Erfahrungen mit der Einführung biologischer Pflanzenschutzverfahren im Ökologischen Obstbau

Experiences with the implementation of biocontrol methods in organic fruit growing

Jutta Kienzle
Institut
Fördergemeinschaft Ökologischer Obstbau e.V., Weinsberg

Journal für Kulturpflanzen, 62 (3). S. 81–83, 2010, ISSN 0027-7479, DOI: 10.5073/JfK.2010.03.05, Verlag Eugen Ulmer KG, Stuttgart

Kontaktanschrift
Jutta Kienzle, Apfelblütenweg 28, 71394 Kernen, E-Mail: jutta@jutta-kienzle.de
Zur Veröffentlichung angenommen
Februar 2010

Zusammenfassung

Die Implementierung biologischer Pflanzenschutzverfahren im Ökologischen Obstbau erfolgt in enger Ver­zahnung von Praxis, Beratung und Forschung. Bewährt hat sich die frühe Einbeziehung von interessierten Praxisbetrieben in die Entwicklung und später auch in die Prüfung der Wirkungssicherheit und die Optimierung der Verfahren. Strategien zum Resistenzmanagement sollten auf einer ausgewogenen Mischung aus direkten und indirekten Regulierungsmaßnahmen beruhen.

Stichwörter: Ökologischer Obstbau, biologische Pflanzenschutzverfahren

Abstract

The introduction of biocontol measures in organic fruit growing is realized in close cooperation between farmers, extension and research. Interested farmers are included very early in the development and the test of the reliability of the efficacy of the different measures. Strategies for resistance management should rely on a well-balanced combination of direct and indirect control measures.

* Aufgaben bearbeiten
1. Zählen Sie alle Bereiche auf, die laut dem Text zum Ökologischen Obstbau bei der Implementierung biologischer Pflanzenschutzverfahren eng miteinander verzahnt sind.
2. Prüfen Sie, ob die folgenden Aussagen mit dem Text zum Ökologischen Obstbau übereinstimmen, und belegen Sie jede Antwort mit einem wörtlichen Zitat.
(a) Der Beitrag erschien im Journal für Kulturpflanzen, Jahrgang 62.
(b) Praxisbetriebe werden erst nach Abschluss der Entwicklung der Verfahren einbezogen.
(c) Strategien zum Resistenzmanagement sollten ausschließlich auf direkten Regulierungsmaßnahmen beruhen.
3. Entnehmen Sie dem Text zum Ökologischen Obstbau die Passage ab „The introduction of“ bis einschließlich „indirect control measures.“ unverändert.

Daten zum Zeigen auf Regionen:
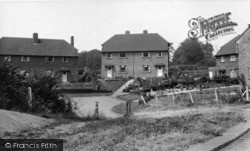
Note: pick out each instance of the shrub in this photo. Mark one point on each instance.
(13, 89)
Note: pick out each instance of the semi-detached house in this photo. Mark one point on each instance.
(135, 55)
(51, 57)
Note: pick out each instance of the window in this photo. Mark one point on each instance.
(159, 54)
(7, 58)
(222, 59)
(25, 59)
(145, 54)
(233, 74)
(25, 73)
(233, 58)
(146, 68)
(49, 73)
(110, 55)
(123, 55)
(49, 59)
(65, 59)
(80, 72)
(122, 68)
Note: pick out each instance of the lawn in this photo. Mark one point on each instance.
(161, 134)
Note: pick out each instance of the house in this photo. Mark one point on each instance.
(243, 48)
(51, 57)
(135, 55)
(227, 61)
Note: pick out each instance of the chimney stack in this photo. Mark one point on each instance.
(72, 41)
(127, 32)
(35, 38)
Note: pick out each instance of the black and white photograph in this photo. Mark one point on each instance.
(124, 75)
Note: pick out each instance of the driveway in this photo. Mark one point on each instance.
(87, 106)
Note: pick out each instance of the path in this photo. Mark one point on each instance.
(106, 103)
(120, 90)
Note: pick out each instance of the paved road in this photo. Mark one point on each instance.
(106, 103)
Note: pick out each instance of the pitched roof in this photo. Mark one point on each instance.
(228, 48)
(45, 47)
(243, 33)
(135, 42)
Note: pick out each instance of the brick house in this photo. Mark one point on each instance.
(227, 61)
(243, 48)
(135, 55)
(51, 57)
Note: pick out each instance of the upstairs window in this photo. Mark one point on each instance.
(110, 55)
(25, 59)
(232, 58)
(159, 54)
(123, 69)
(49, 59)
(222, 59)
(49, 73)
(123, 55)
(7, 58)
(65, 59)
(146, 68)
(145, 54)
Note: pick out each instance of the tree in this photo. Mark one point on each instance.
(91, 59)
(190, 52)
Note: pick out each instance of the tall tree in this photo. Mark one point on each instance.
(91, 59)
(189, 52)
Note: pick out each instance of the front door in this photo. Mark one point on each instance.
(159, 71)
(64, 76)
(109, 72)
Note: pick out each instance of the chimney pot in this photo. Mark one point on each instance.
(72, 41)
(127, 32)
(35, 38)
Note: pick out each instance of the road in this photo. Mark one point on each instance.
(87, 106)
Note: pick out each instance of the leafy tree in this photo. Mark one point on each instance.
(91, 59)
(189, 52)
(193, 52)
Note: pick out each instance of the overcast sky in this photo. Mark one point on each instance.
(94, 22)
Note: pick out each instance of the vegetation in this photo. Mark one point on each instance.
(14, 93)
(185, 53)
(165, 133)
(91, 59)
(13, 89)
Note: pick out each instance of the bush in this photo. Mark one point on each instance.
(46, 98)
(13, 89)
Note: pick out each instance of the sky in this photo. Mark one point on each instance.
(94, 22)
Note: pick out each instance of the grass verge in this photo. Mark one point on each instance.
(165, 133)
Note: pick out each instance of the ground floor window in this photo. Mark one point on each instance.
(222, 72)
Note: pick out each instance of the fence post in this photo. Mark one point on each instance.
(30, 96)
(96, 115)
(247, 93)
(192, 100)
(142, 98)
(216, 96)
(173, 97)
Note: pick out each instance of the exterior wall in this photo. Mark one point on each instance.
(243, 47)
(228, 65)
(37, 65)
(134, 62)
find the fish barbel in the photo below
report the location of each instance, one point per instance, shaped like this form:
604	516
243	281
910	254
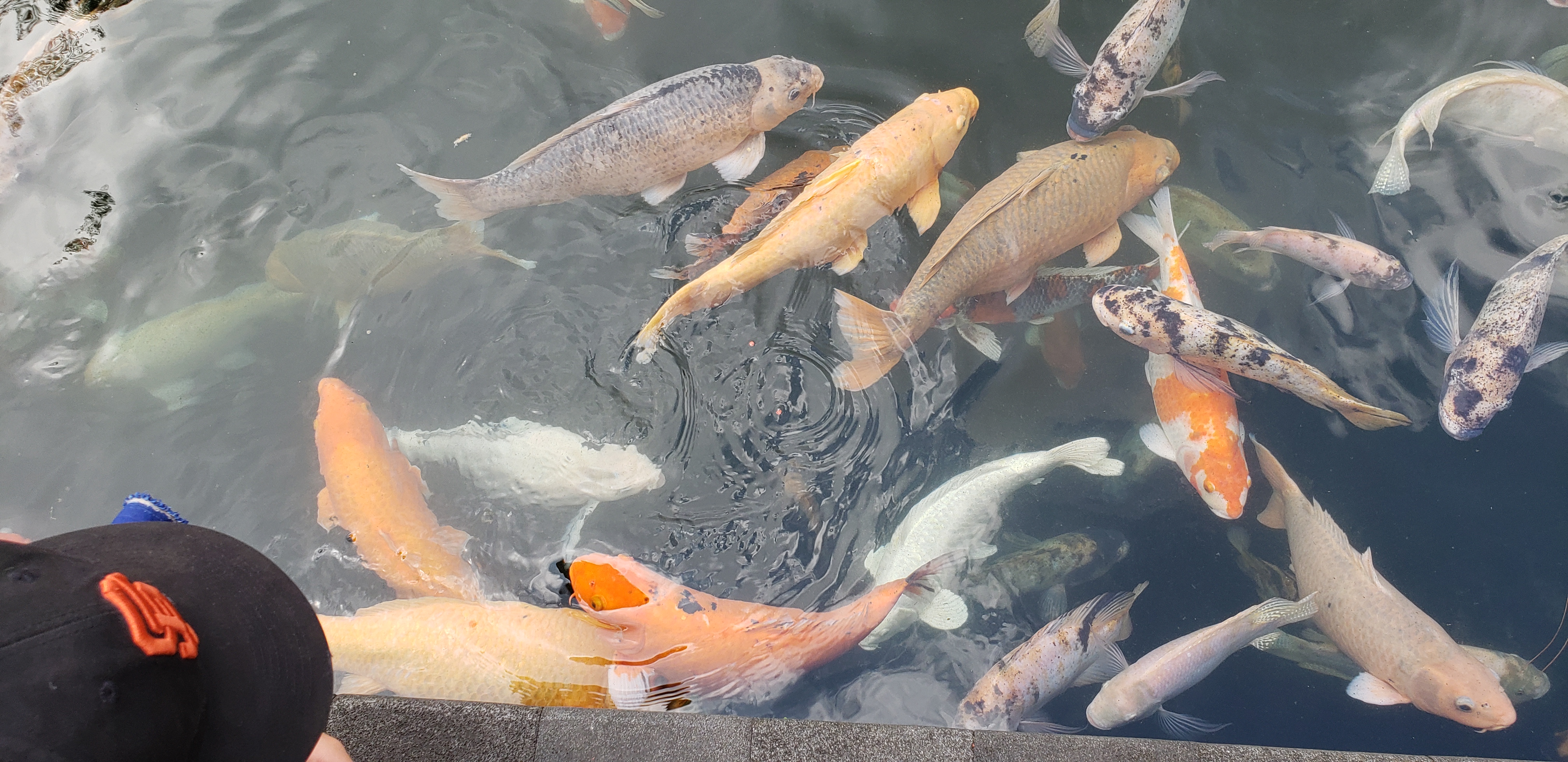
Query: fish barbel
1078	648
896	164
1118	79
1404	654
764	201
499	651
1200	341
1512	103
1144	687
1048	203
1199	427
1486	366
675	640
380	499
644	143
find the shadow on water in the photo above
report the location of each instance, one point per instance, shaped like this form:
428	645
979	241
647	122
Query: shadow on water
217	131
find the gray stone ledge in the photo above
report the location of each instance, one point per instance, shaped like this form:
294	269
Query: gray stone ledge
402	730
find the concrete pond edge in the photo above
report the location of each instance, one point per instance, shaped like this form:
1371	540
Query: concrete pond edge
404	730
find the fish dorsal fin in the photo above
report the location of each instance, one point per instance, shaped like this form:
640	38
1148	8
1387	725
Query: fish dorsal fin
626	104
935	259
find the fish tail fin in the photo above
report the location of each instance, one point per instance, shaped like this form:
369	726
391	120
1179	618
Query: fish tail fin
877	341
454	198
1393	175
1225	239
1277	612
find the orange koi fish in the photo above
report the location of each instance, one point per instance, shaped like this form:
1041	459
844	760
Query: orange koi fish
676	640
896	164
380	499
1199	425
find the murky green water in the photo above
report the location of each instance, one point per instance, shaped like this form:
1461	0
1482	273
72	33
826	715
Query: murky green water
220	129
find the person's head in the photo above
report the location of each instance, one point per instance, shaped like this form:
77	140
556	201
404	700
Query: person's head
156	640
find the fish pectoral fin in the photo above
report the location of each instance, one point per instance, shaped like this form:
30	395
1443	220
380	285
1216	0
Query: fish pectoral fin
981	338
1327	288
1545	353
664	190
1108	665
325	515
945	610
1186	88
926	204
849	258
1194	377
361	686
1186	727
741	162
1374	690
1103	245
1153	437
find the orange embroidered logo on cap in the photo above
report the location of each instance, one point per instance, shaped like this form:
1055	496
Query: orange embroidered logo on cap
156	626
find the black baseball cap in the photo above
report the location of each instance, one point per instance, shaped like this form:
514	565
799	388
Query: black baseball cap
156	642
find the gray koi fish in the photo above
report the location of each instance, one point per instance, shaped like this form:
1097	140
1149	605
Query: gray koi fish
1202	343
1486	366
1118	79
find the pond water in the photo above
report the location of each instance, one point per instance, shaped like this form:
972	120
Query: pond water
200	135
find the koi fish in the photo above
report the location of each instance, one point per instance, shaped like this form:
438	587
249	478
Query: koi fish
1515	103
644	143
764	201
611	16
1144	687
1200	343
1048	203
896	164
1074	650
672	640
963	515
1341	258
1405	656
1199	427
380	499
499	651
1486	366
1118	79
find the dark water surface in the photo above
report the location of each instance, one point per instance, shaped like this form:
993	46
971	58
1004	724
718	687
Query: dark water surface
220	129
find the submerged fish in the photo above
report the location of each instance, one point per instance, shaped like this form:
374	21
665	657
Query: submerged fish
644	143
1122	71
1486	366
363	258
1520	680
1048	203
165	353
1074	650
1199	427
534	463
380	499
499	651
896	164
1341	258
1202	341
1404	654
1199	218
962	516
676	642
764	201
1145	686
1510	103
1071	559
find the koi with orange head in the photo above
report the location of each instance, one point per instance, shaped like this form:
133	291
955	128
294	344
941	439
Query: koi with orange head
675	643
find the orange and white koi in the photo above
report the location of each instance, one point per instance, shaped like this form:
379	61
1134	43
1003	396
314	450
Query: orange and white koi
678	642
1199	425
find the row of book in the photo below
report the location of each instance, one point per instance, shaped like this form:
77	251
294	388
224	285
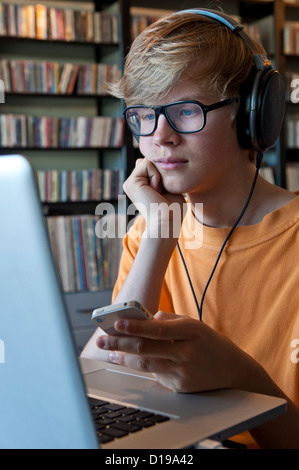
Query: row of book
292	86
79	185
292	131
65	24
85	259
19	130
292	176
27	76
291	37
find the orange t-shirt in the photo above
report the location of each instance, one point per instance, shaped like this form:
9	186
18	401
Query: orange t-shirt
253	297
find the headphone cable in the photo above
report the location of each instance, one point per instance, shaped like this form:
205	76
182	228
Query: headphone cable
200	307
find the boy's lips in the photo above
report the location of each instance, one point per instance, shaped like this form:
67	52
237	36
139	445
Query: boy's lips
170	163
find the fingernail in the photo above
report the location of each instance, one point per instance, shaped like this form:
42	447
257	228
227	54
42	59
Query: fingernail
113	356
121	325
102	342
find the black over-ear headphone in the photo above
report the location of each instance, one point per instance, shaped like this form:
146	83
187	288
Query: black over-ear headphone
262	96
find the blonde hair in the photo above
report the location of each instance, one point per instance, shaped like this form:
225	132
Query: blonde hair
178	43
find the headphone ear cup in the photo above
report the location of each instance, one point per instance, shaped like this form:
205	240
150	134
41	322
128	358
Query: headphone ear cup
261	111
270	110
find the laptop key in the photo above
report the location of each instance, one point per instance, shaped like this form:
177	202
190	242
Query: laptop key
158	418
144	423
113	407
114	432
128	427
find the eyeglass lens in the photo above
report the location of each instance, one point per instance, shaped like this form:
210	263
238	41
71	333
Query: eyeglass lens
184	117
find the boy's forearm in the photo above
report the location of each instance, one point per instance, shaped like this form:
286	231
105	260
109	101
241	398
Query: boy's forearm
144	281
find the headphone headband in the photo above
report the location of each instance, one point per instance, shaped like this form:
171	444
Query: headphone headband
260	60
262	95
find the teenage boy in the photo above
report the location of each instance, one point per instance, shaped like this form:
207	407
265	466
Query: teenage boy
182	83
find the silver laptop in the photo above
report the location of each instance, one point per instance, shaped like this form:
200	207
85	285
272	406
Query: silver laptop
43	393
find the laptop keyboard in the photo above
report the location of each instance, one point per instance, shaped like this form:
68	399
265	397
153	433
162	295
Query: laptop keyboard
114	421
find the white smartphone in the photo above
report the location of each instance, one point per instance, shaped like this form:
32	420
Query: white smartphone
105	317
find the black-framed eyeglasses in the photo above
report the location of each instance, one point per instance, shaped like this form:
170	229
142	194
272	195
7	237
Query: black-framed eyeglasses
185	117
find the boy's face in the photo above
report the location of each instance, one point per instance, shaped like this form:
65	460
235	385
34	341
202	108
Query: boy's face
195	163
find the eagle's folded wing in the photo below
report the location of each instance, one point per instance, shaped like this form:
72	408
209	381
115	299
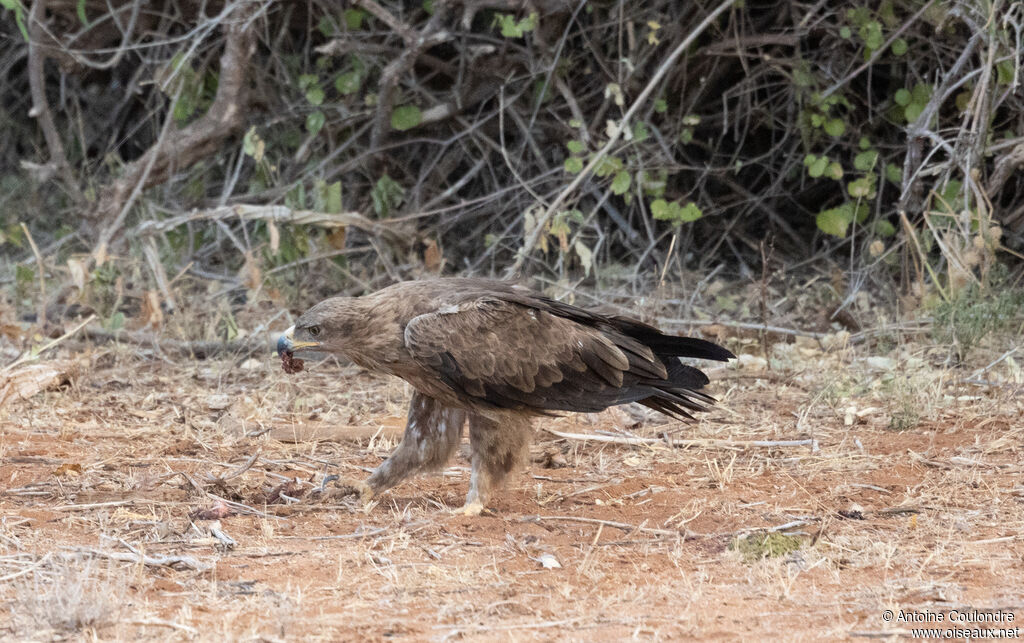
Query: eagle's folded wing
511	355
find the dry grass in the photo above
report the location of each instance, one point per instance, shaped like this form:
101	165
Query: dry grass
930	517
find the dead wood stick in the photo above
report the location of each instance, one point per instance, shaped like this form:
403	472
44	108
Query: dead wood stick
40	106
334	433
530	242
175	562
31	356
275	214
195	141
638	441
608	523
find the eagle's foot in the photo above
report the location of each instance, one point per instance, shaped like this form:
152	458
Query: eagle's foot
471	508
346	486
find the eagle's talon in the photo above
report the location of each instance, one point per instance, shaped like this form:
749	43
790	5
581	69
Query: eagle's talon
330	478
474	508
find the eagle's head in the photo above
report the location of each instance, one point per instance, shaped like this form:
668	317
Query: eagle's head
320	329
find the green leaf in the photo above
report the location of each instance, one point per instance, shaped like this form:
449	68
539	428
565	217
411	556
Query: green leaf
912	111
865	160
835	127
834	221
348	83
862	187
353	18
573	165
817	167
332	198
116	322
690	212
253	145
894	173
586	256
621	183
884	228
15	6
871	33
659	209
922	93
654	184
607	166
314	122
406	117
512	28
315	95
386	196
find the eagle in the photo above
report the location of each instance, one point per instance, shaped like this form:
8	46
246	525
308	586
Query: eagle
494	354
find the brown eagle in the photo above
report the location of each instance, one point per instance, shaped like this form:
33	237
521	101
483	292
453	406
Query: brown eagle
496	354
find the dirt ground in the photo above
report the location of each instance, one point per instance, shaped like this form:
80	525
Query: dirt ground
166	498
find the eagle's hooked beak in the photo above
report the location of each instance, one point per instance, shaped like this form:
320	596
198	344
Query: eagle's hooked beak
287	343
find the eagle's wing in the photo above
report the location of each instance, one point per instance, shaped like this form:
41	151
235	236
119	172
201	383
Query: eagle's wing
509	354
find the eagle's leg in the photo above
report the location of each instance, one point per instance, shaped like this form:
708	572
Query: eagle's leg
498	448
432	434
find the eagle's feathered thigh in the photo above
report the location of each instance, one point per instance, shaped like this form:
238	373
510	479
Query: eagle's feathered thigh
496	354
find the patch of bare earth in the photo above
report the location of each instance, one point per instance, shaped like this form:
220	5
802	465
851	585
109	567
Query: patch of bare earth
177	501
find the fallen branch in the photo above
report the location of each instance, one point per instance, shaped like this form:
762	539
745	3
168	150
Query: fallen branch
608	523
31	356
181	147
708	442
335	433
530	242
275	214
174	562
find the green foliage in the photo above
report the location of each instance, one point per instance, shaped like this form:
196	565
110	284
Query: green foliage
973	313
913	101
309	84
756	547
406	117
621	183
353	18
511	28
18	10
836	221
674	212
386	196
314	122
328	197
348	83
195	90
573	165
822	166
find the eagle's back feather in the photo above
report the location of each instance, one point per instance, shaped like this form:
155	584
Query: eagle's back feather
500	346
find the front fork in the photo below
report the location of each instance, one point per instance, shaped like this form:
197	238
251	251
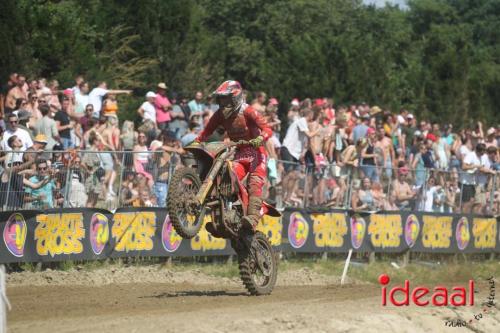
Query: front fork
209	180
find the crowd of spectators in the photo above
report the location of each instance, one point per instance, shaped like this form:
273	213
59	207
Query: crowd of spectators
68	148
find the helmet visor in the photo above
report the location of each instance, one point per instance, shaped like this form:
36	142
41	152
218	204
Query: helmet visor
225	101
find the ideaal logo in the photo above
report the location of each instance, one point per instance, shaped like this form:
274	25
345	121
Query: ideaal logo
99	232
14	234
459	296
133	231
462	234
358	231
298	230
169	238
412	229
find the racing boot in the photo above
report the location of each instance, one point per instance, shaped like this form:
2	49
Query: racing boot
252	218
210	227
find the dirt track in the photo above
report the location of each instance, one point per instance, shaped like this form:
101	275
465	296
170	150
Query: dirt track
223	307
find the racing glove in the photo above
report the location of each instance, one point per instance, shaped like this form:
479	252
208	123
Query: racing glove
257	142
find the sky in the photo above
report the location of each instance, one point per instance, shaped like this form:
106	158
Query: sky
381	3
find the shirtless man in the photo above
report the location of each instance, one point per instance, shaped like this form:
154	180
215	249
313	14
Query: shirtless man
316	148
16	92
384	143
402	191
259	103
111	141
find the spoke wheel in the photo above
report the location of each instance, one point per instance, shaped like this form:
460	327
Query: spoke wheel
258	265
185	212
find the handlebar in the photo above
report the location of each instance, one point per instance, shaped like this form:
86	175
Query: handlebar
240	143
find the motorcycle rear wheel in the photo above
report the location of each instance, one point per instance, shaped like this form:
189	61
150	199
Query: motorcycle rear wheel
259	278
186	214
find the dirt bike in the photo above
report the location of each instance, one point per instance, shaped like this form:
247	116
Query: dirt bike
211	187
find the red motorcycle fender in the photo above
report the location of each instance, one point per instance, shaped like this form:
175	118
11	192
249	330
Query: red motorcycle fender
242	193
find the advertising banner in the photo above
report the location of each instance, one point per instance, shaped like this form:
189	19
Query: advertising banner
87	234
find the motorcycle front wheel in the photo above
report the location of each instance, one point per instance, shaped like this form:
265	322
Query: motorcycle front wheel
185	212
257	264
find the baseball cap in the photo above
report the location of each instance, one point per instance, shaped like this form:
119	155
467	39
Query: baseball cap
24	115
403	171
41	138
273	101
375	110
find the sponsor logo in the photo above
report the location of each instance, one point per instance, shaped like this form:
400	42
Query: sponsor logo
462	233
14	234
99	232
412	229
298	230
169	238
423	296
358	231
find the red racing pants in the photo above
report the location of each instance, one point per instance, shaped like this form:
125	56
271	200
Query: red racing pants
251	161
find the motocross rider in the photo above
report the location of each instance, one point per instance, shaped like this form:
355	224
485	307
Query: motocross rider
241	122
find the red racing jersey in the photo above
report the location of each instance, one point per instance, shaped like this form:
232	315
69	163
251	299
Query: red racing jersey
245	125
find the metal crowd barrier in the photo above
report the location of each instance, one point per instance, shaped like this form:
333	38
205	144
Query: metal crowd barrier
432	190
113	179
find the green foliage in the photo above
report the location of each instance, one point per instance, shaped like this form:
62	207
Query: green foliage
439	58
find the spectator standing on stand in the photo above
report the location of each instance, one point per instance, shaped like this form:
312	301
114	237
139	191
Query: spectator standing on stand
196	105
162	106
97	94
13	129
64	125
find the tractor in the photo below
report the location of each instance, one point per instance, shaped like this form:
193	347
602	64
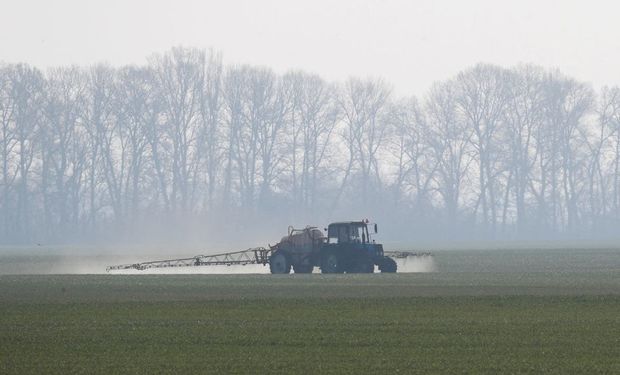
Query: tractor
348	247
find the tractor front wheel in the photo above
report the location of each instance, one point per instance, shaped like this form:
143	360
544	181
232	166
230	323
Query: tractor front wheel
279	263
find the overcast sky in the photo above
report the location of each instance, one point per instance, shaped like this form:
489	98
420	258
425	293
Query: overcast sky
408	43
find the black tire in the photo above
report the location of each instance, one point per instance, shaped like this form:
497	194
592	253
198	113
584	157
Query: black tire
388	265
303	268
330	263
279	263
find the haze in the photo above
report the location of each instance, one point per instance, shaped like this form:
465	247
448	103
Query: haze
408	43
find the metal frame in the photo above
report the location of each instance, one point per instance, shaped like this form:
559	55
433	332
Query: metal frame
256	255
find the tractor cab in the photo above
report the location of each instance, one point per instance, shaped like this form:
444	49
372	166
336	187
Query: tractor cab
351	232
350	247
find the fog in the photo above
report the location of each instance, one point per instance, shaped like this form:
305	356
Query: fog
184	151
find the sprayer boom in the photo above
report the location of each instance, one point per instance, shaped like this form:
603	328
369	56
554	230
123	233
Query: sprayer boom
257	255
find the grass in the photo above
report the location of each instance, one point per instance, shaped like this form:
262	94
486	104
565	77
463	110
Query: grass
549	312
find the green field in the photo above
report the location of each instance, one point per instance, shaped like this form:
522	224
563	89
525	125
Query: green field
510	311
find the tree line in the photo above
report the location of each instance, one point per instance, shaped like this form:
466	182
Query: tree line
187	144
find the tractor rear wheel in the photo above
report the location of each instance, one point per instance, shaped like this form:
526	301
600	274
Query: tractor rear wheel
303	268
330	263
388	265
279	263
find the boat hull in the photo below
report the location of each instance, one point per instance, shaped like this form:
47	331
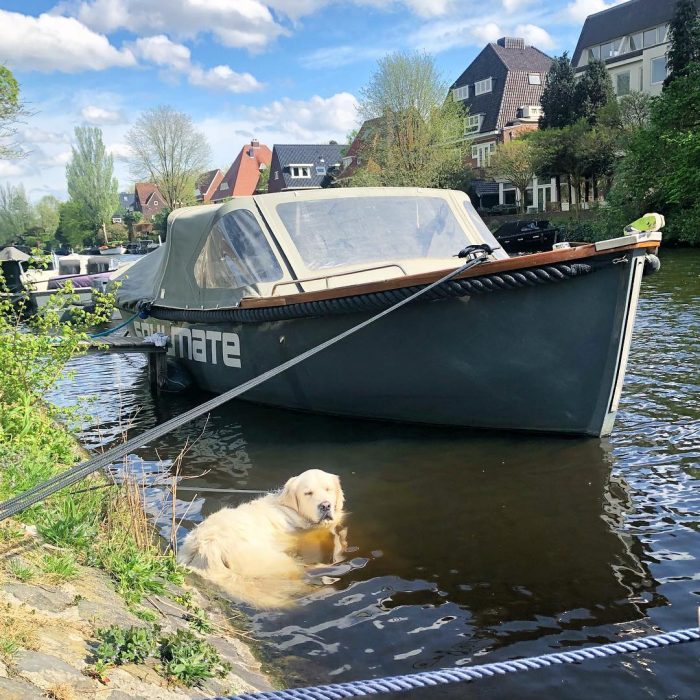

* Lösungen
1. Praxis, Beratung, Forschung

2.
(a) Ja: „Journal für Kulturpflanzen, 62 (3)“
(b) Nein: „Bewährt hat sich die frühe Einbeziehung von interessierten Praxisbetrieben in die Entwicklung“
(c) Nein: „Strategien zum Resistenzmanagement sollten auf einer ausgewogenen Mischung aus direkten und indirekten Regulierungsmaßnahmen beruhen.“

3.
The introduction of biocontol measures in organic fruit growing is realized in close cooperation between farmers, extension and research. Interested farmers are included very early in the development and the test of the reliability of the efficacy of the different measures. Strategies for resistance management should rely on a well-balanced combination of direct and indirect control measures.